Stored records:

# # # #

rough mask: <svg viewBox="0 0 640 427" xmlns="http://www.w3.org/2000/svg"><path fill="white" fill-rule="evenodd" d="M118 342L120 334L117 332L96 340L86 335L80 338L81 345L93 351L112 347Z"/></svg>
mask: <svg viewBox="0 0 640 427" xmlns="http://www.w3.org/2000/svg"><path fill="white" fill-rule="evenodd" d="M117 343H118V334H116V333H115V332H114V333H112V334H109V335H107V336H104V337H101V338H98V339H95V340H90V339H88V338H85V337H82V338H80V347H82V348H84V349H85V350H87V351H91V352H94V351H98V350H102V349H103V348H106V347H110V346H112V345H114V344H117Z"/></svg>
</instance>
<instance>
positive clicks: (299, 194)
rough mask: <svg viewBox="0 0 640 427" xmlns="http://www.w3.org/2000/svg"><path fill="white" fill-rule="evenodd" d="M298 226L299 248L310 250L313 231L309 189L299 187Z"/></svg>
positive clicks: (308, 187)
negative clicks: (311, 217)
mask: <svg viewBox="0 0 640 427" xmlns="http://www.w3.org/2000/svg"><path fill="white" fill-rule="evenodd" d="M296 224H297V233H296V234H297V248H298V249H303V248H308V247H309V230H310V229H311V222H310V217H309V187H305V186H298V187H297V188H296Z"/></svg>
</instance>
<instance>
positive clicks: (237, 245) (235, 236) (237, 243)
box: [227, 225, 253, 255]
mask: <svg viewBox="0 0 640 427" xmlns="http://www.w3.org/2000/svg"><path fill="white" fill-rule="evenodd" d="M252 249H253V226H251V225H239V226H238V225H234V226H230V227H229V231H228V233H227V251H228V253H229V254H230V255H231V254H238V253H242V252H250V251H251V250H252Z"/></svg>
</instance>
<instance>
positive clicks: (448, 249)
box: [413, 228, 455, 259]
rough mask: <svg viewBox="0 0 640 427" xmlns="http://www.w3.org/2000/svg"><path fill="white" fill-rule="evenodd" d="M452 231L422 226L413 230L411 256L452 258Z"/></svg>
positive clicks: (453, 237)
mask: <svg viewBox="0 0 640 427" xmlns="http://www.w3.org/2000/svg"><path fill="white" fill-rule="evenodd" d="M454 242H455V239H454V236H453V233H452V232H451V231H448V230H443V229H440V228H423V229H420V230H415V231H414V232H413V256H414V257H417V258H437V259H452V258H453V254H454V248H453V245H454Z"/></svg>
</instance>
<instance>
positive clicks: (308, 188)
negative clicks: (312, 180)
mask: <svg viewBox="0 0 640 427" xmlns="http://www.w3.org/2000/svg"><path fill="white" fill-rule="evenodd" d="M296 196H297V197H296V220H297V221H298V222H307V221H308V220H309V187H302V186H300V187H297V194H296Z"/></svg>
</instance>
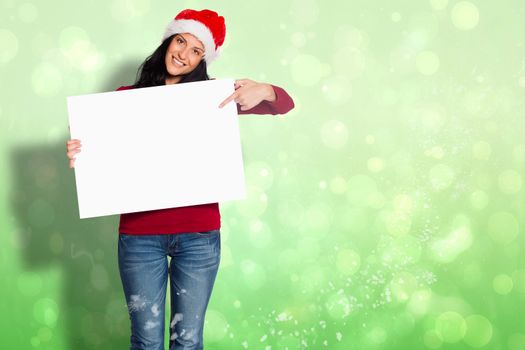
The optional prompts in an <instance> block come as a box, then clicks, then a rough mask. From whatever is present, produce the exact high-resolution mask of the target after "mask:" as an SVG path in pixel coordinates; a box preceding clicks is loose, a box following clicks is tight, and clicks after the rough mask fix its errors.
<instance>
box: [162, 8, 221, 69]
mask: <svg viewBox="0 0 525 350" xmlns="http://www.w3.org/2000/svg"><path fill="white" fill-rule="evenodd" d="M177 33H190V34H193V35H194V36H195V37H197V39H199V40H200V41H201V42H202V44H203V45H204V51H205V53H204V60H205V61H206V64H208V65H209V64H210V63H211V62H212V61H213V60H214V59H216V58H217V57H218V56H219V52H220V48H221V45H222V44H223V43H224V37H225V36H226V25H225V24H224V17H222V16H219V15H218V14H217V12H215V11H211V10H202V11H196V10H191V9H186V10H183V11H181V12H180V13H179V14H178V15H177V16H175V18H174V19H173V21H171V22H170V24H169V25H168V27H167V28H166V32H165V33H164V36H163V37H162V40H163V41H164V40H165V39H166V38H168V37H170V36H171V35H173V34H177Z"/></svg>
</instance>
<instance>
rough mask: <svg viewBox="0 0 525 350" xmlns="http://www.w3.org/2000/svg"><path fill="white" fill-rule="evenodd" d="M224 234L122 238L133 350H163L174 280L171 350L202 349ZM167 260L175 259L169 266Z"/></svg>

# # # #

▸ **TASK GOAL**: Of the entries above, repeat exactly the lines from the line with "positive clicks: (308, 187)" through the line with "positive clicks: (308, 188)", both of them included.

▸ **RESULT**:
positive clicks: (308, 187)
negative clicks: (311, 217)
mask: <svg viewBox="0 0 640 427" xmlns="http://www.w3.org/2000/svg"><path fill="white" fill-rule="evenodd" d="M296 224H297V233H296V234H297V248H298V249H303V248H308V247H309V230H310V229H311V222H310V217H309V187H305V186H298V187H297V188H296Z"/></svg>
</instance>
<instance>
positive clicks: (237, 245) (235, 236) (237, 243)
box: [227, 225, 253, 255]
mask: <svg viewBox="0 0 640 427" xmlns="http://www.w3.org/2000/svg"><path fill="white" fill-rule="evenodd" d="M252 249H253V226H251V225H239V226H238V225H234V226H230V227H229V231H228V233H227V251H228V253H229V254H230V255H231V254H238V253H242V252H250V251H251V250H252Z"/></svg>
</instance>
<instance>
positive clicks: (448, 249)
box: [413, 228, 455, 259]
rough mask: <svg viewBox="0 0 640 427" xmlns="http://www.w3.org/2000/svg"><path fill="white" fill-rule="evenodd" d="M452 231L422 226L413 230L411 256L452 258Z"/></svg>
positive clicks: (453, 237)
mask: <svg viewBox="0 0 640 427" xmlns="http://www.w3.org/2000/svg"><path fill="white" fill-rule="evenodd" d="M454 242H455V239H454V236H453V233H452V232H451V231H448V230H443V229H440V228H423V229H420V230H415V231H414V232H413V256H414V257H417V258H437V259H452V258H453V254H454V248H453V245H454Z"/></svg>
</instance>
<instance>
positive clicks: (308, 188)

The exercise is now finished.